■ **PAGE EXCERPT**:
On January 30, 2017, the journal BMC Medicine published a study by Felice Jacka PhD ‘A randomised controlled trial of dietary improvement for adults with major depression’ (82.)

Professor Jacka’s team recruited 67 men and women with moderate to severe depression who reported eating a relatively unhealthy diet. Most were taking antidepressants and/or were in regular psychotherapy. Half of the people were put on a modified Mediterranean diet (Mod Med Diet) and required them to attend dietary support sessions with a nutritionist. The other half continued eating their usual unhealthy diet but were required to attend social support “befriending” sessions.

After 12 weeks, people in the ModiMed diet group saw their scores improve on average Thirty-two per cent. People in the unhealthy diet group improved by only about 8% (82,83).


Carbs aren’t good or bad, it’s just that in the traditional western diet we over-consume too many refined carbs and sugary snacks/drinks, causing blood sugar spikes. Studies have also shown that consumption of diets low in carbohydrate tends to precipitate depression (80) Remember the brain needs the goldilocks effect of Glucose, Not too much, not too little.

In the above study Carbs were approx 37% of the daily intake and those carbohydrates consisted of fruits and vegetables and whole grains. These are more likely to provide a moderate but lasting effect on brain chemistry, mood, and energy level than the high GI foods (80, 82.) Foods that were discouraged were primarily sweets (80,82.) If you do eat high-carb foods make sure you don’t eat them without some fibre, fat, or protein. These will slow down the rate at which the glucose is absorbed into the bloodstream.

Do not eat sweets or starchy foods before bed. This is one of the worst things the hypoglycemic person can do. Your blood sugar will crash during the night, long before your next meal is due. Chances are your adrenals will kick into action, creating restless sleep or that 3 a.m. wake up with anxiety (59)


Evidence suggests that adequate intake of protein may be required in the maintenance of mental health (77.) Proteins are made up of amino acids and are important building blocks of life. As many as 12 amino acids are manufactured in the body itself and remaining 8 (essential amino acids) have to be supplied through diet. A high-quality protein diet contains all essential amino acids. Protein intake and in turn the individual amino acids can affect the brain functioning and mental health (80.)

■ **ENTRIES PROVIDED**:
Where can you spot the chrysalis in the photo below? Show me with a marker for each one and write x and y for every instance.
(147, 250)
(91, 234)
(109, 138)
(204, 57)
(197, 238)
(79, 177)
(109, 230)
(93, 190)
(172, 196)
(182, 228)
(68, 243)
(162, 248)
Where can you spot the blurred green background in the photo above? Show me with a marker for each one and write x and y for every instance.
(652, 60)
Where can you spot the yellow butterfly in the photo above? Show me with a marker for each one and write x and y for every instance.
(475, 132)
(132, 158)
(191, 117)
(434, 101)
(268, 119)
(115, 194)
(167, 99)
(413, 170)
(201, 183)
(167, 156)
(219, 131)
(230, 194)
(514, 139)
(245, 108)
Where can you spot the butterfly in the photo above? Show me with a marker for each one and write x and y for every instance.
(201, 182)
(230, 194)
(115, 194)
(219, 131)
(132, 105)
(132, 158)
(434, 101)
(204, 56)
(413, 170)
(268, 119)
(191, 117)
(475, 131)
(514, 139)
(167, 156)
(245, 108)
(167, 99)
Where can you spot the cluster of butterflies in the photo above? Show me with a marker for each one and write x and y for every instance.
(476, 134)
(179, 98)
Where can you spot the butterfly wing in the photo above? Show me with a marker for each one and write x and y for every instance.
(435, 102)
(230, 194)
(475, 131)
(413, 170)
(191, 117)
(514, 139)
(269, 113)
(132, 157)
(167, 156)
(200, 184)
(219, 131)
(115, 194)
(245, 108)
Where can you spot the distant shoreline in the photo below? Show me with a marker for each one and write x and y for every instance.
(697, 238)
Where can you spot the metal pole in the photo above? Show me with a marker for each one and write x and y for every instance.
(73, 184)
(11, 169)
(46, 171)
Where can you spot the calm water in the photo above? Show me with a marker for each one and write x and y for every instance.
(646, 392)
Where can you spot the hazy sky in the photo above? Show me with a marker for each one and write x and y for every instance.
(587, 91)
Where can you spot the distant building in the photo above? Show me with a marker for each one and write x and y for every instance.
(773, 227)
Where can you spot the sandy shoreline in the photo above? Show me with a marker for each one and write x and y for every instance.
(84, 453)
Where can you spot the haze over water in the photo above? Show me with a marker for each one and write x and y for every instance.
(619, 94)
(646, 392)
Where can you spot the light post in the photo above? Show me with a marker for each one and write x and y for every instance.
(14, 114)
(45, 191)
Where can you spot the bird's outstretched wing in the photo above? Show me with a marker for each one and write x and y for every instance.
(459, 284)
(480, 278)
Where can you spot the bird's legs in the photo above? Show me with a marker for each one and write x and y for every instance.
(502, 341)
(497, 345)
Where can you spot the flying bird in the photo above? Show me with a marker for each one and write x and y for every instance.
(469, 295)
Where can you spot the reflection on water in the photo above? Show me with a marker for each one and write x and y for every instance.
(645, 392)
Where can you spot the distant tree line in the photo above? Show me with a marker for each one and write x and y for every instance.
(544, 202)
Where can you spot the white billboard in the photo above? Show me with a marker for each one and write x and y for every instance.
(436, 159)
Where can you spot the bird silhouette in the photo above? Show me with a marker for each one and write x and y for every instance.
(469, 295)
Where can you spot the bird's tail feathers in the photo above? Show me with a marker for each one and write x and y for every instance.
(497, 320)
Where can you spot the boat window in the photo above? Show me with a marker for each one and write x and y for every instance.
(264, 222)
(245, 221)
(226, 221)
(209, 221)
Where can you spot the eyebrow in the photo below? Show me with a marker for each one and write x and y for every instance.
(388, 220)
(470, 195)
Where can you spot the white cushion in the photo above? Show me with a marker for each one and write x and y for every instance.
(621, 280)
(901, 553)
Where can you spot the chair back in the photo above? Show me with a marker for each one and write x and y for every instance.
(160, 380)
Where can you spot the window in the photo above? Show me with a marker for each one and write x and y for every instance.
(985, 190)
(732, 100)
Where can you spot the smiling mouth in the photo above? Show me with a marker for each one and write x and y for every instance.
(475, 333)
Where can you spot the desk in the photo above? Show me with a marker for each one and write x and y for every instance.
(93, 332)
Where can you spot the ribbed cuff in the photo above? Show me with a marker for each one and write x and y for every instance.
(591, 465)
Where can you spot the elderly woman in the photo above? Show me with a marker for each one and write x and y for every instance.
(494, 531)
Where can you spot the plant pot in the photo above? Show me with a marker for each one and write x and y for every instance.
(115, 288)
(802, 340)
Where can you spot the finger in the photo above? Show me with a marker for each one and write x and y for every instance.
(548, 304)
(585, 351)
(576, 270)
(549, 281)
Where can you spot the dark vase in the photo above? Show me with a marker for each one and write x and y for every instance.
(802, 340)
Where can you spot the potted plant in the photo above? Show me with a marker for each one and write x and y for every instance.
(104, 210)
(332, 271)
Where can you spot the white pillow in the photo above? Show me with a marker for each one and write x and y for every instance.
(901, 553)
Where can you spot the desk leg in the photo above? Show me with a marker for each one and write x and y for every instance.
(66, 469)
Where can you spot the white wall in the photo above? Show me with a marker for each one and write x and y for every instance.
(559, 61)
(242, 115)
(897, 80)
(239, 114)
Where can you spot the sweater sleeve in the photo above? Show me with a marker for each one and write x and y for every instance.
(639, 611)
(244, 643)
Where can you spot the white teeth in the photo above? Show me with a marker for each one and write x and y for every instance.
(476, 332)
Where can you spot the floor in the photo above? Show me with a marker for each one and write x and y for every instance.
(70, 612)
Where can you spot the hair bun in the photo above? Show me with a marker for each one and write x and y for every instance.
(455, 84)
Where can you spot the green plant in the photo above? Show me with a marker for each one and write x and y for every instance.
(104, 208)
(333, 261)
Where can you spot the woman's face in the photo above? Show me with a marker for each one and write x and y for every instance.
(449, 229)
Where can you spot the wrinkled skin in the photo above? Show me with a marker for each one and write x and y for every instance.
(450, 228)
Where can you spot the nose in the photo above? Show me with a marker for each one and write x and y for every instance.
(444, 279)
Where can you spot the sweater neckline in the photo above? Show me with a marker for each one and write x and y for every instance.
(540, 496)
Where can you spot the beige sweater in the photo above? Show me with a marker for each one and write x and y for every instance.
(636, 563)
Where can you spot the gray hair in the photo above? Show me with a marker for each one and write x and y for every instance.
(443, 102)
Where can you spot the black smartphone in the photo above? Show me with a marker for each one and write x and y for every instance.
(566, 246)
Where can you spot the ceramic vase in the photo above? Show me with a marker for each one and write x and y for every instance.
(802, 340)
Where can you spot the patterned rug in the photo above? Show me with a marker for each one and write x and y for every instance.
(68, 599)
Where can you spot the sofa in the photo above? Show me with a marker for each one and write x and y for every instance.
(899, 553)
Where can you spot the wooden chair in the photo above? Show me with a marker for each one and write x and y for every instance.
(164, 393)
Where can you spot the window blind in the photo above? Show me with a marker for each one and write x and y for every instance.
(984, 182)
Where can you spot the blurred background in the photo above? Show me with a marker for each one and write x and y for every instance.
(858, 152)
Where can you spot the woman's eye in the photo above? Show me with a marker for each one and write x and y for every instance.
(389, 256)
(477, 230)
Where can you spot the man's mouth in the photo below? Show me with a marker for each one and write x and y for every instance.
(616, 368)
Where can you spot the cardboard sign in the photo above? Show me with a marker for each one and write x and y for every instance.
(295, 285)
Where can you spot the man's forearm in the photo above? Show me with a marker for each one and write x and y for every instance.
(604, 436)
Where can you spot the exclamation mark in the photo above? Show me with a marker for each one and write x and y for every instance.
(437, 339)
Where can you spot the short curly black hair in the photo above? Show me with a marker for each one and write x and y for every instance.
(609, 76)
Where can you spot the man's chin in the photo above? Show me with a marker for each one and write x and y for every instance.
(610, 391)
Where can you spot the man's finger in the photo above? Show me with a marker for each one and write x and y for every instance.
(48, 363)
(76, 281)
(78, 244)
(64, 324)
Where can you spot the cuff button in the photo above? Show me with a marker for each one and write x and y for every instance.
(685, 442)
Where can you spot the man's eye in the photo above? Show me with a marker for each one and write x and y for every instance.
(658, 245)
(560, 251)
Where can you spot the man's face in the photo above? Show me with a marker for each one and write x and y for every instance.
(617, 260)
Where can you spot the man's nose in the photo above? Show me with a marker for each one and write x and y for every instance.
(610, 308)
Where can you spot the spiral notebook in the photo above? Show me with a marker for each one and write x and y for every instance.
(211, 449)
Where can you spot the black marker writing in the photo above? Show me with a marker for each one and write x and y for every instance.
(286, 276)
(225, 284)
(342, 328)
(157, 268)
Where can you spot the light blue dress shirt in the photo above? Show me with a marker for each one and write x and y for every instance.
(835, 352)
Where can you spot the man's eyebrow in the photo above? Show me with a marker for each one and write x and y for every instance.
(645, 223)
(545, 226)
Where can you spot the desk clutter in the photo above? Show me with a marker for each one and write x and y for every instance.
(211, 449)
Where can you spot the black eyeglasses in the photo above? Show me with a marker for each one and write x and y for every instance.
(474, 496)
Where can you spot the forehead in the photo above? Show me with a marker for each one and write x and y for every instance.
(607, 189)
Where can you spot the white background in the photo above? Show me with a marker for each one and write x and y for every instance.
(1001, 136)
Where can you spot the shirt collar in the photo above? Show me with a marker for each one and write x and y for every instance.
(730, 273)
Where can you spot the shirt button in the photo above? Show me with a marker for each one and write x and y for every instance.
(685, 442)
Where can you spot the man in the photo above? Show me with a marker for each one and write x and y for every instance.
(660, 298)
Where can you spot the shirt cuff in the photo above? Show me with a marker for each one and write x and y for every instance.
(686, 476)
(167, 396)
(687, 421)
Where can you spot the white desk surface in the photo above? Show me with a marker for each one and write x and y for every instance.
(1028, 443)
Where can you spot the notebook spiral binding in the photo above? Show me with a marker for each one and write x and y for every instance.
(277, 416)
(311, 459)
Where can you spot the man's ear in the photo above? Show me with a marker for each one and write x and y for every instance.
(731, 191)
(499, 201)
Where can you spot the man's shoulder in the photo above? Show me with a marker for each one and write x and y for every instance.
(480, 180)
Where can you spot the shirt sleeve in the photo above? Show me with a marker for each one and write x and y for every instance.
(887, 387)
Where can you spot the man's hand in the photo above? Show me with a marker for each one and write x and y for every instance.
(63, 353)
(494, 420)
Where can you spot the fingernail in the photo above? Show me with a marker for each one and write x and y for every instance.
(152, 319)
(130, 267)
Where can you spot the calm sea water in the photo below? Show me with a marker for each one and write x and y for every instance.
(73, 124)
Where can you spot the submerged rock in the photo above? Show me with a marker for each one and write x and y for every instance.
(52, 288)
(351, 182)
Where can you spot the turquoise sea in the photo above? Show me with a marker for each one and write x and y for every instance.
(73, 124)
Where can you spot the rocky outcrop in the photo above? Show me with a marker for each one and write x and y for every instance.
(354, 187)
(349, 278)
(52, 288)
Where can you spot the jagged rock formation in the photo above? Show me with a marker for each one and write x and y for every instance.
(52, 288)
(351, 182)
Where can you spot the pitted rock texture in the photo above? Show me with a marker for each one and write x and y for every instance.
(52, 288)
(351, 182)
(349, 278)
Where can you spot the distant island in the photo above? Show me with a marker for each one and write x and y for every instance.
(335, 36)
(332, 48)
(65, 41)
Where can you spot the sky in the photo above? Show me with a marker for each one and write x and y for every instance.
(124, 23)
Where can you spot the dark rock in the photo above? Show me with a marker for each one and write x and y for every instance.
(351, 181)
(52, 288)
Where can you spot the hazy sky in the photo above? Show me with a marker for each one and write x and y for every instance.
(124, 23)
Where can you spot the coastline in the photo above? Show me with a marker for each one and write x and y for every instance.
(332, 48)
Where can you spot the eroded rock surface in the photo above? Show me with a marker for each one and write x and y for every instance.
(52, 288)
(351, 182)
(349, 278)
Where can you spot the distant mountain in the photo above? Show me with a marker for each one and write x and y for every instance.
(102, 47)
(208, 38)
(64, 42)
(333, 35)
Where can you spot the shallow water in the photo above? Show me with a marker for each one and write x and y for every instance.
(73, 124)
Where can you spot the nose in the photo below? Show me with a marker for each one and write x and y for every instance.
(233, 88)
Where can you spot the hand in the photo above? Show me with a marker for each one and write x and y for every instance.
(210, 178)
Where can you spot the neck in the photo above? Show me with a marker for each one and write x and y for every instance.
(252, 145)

■ **PROBLEM REQUIREMENTS**:
In the text on diet and depression, what share of daily intake did carbohydrates make up in the study?

■ **RESULT BELOW**:
Approximately 37% of the daily intake.